● Listing:
——————————
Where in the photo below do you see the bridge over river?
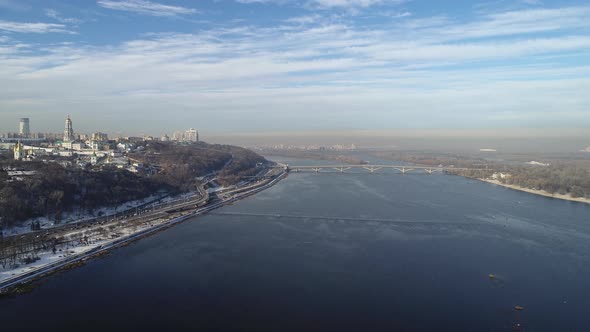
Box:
[276,164,488,174]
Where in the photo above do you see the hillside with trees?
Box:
[0,142,265,227]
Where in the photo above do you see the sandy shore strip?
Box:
[477,179,590,204]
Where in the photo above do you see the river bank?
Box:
[0,171,287,294]
[477,178,590,204]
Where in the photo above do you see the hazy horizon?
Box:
[0,0,590,135]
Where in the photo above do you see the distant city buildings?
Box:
[90,132,109,142]
[0,115,199,172]
[18,118,31,138]
[254,144,358,151]
[184,128,199,142]
[14,141,25,160]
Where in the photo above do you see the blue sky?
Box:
[0,0,590,135]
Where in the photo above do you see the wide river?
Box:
[0,161,590,332]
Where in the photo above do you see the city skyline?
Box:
[0,0,590,135]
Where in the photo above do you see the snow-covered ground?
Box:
[0,219,168,281]
[4,192,195,236]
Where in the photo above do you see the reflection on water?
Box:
[0,161,590,331]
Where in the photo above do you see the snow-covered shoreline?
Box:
[0,171,287,291]
[3,192,196,236]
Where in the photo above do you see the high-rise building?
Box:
[18,118,31,138]
[14,140,24,160]
[92,132,109,142]
[64,115,74,142]
[184,128,199,142]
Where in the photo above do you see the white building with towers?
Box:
[18,118,31,138]
[63,115,74,143]
[184,128,199,142]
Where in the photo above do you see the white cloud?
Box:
[0,7,590,130]
[97,0,197,17]
[45,9,82,24]
[0,20,72,33]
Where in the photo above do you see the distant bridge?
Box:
[277,164,487,174]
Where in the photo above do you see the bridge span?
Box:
[277,164,486,174]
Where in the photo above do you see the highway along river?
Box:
[0,160,590,331]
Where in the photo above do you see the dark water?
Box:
[0,160,590,331]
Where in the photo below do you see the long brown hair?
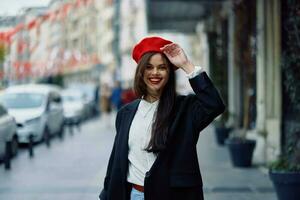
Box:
[134,52,176,153]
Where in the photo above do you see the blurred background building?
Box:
[0,0,300,170]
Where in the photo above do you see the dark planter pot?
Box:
[215,127,231,145]
[226,139,256,167]
[269,171,300,200]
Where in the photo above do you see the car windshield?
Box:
[0,93,45,109]
[62,94,83,102]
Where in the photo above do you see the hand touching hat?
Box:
[132,37,172,63]
[161,43,194,74]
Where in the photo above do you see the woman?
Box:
[100,37,225,200]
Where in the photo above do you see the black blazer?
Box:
[99,72,225,200]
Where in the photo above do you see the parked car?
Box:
[62,89,88,125]
[0,84,64,143]
[0,104,18,160]
[68,83,99,118]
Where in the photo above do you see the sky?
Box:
[0,0,50,16]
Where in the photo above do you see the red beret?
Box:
[132,37,173,63]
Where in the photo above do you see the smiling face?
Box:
[143,53,170,98]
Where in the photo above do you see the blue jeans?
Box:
[130,188,144,200]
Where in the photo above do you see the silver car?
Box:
[0,104,18,160]
[0,84,64,143]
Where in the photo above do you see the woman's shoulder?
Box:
[176,93,196,103]
[118,99,141,114]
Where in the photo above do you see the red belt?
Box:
[132,183,144,192]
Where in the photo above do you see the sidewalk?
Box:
[197,126,277,200]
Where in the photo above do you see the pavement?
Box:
[0,115,276,200]
[197,126,277,200]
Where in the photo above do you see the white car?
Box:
[0,104,18,160]
[0,84,64,143]
[62,89,87,125]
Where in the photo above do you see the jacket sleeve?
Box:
[99,112,120,200]
[189,72,225,133]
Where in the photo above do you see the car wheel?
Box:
[11,136,19,156]
[43,128,50,146]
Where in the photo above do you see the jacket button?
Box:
[146,172,150,178]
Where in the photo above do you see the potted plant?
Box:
[226,129,256,167]
[269,154,300,200]
[269,122,300,200]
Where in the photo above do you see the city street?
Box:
[0,115,276,200]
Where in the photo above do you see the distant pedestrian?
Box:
[99,37,225,200]
[110,81,122,110]
[100,83,111,127]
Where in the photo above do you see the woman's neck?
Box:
[144,94,159,103]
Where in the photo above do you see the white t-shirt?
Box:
[127,66,202,186]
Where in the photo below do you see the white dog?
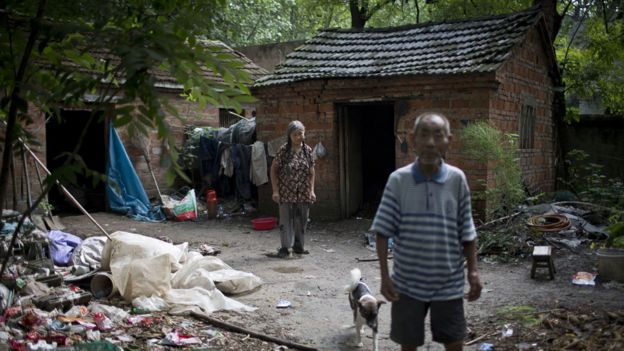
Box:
[345,268,385,351]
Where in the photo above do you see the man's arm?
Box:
[464,239,483,301]
[375,233,399,301]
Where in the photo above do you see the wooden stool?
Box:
[531,246,555,280]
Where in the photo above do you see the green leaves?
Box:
[459,121,525,219]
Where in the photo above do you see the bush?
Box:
[459,121,525,219]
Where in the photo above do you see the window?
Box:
[520,104,535,149]
[219,108,245,128]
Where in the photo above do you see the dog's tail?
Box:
[345,268,362,292]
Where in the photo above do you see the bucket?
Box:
[596,249,624,283]
[91,272,119,299]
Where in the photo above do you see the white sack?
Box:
[71,236,108,271]
[111,254,173,301]
[101,231,188,271]
[171,252,262,294]
[104,231,187,301]
[164,288,256,314]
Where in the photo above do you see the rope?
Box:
[527,214,571,232]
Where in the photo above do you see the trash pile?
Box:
[0,211,266,350]
[477,202,611,257]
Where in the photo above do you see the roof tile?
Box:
[254,7,539,87]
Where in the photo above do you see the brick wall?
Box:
[118,92,255,198]
[254,75,497,219]
[254,35,555,219]
[0,92,255,211]
[0,106,47,211]
[490,30,556,194]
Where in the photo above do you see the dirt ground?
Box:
[62,213,624,350]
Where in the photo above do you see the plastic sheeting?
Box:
[106,123,165,221]
[102,231,262,314]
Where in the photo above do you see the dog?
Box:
[345,268,386,351]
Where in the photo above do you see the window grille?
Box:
[520,104,535,149]
[219,108,245,128]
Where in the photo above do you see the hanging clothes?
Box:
[250,141,269,186]
[230,144,251,200]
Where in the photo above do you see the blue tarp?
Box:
[106,123,165,221]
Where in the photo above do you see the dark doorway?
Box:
[339,103,396,218]
[46,110,107,213]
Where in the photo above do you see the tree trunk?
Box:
[0,0,47,207]
[349,0,368,29]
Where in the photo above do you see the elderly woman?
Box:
[271,121,316,258]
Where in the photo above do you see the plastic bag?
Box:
[162,189,197,221]
[132,296,169,312]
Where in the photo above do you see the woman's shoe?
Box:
[293,249,310,255]
[277,247,290,258]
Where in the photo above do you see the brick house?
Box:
[252,6,560,219]
[1,43,267,216]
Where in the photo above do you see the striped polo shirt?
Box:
[370,160,477,302]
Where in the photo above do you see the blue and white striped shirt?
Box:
[370,160,477,302]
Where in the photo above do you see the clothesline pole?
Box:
[18,138,111,239]
[228,111,251,122]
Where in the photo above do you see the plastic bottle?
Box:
[206,190,217,219]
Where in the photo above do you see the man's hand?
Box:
[464,272,483,301]
[381,277,399,302]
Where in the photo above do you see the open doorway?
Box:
[338,103,396,218]
[46,109,107,213]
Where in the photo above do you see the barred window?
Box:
[519,104,535,149]
[219,108,245,128]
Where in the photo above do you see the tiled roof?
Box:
[154,40,269,88]
[254,7,540,87]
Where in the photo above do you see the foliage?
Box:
[555,1,624,122]
[561,150,624,211]
[210,0,349,46]
[459,121,525,219]
[605,221,624,249]
[428,0,533,21]
[0,0,251,206]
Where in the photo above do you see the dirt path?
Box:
[63,213,624,350]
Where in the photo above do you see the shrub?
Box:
[459,121,525,219]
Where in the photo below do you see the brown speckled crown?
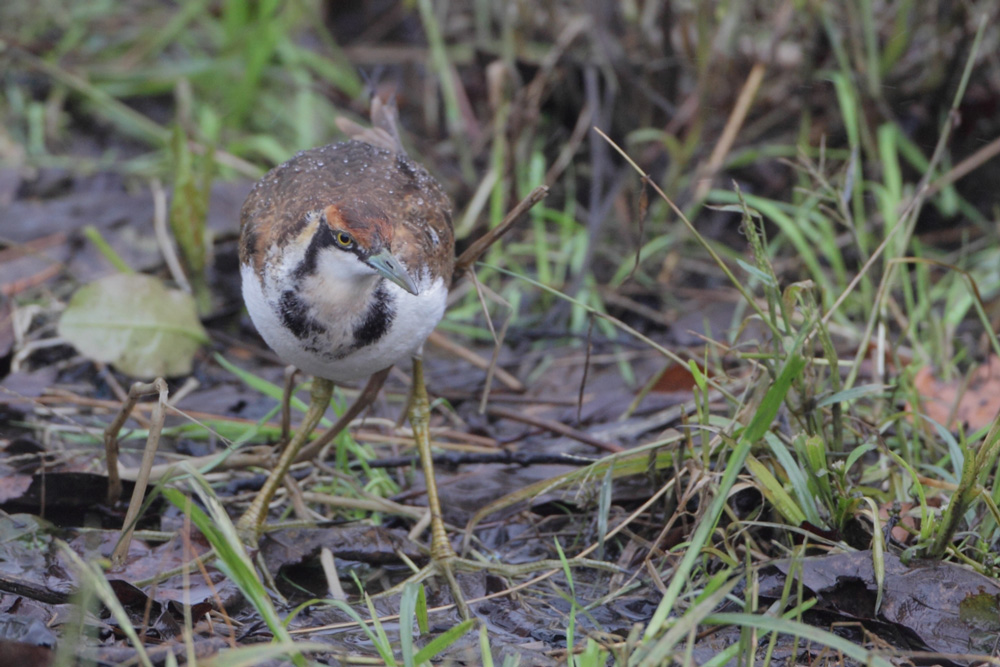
——————————
● Stated problem: Reproduce every line from the one containing "Where in the photo above do you see the dirt path?" through the end of the items, including the requests. Scale each box coordinate in the answers by 2.05, rounding to whole numbers with halves going up, and leave the pictures out.

● Exercise output:
Where in the photo above do you see the dirt path?
Box:
[129,437,1279,718]
Where in the photo above do you see the shrub?
Box:
[941,248,1076,449]
Where in the photo below do you see the brown speckled crown?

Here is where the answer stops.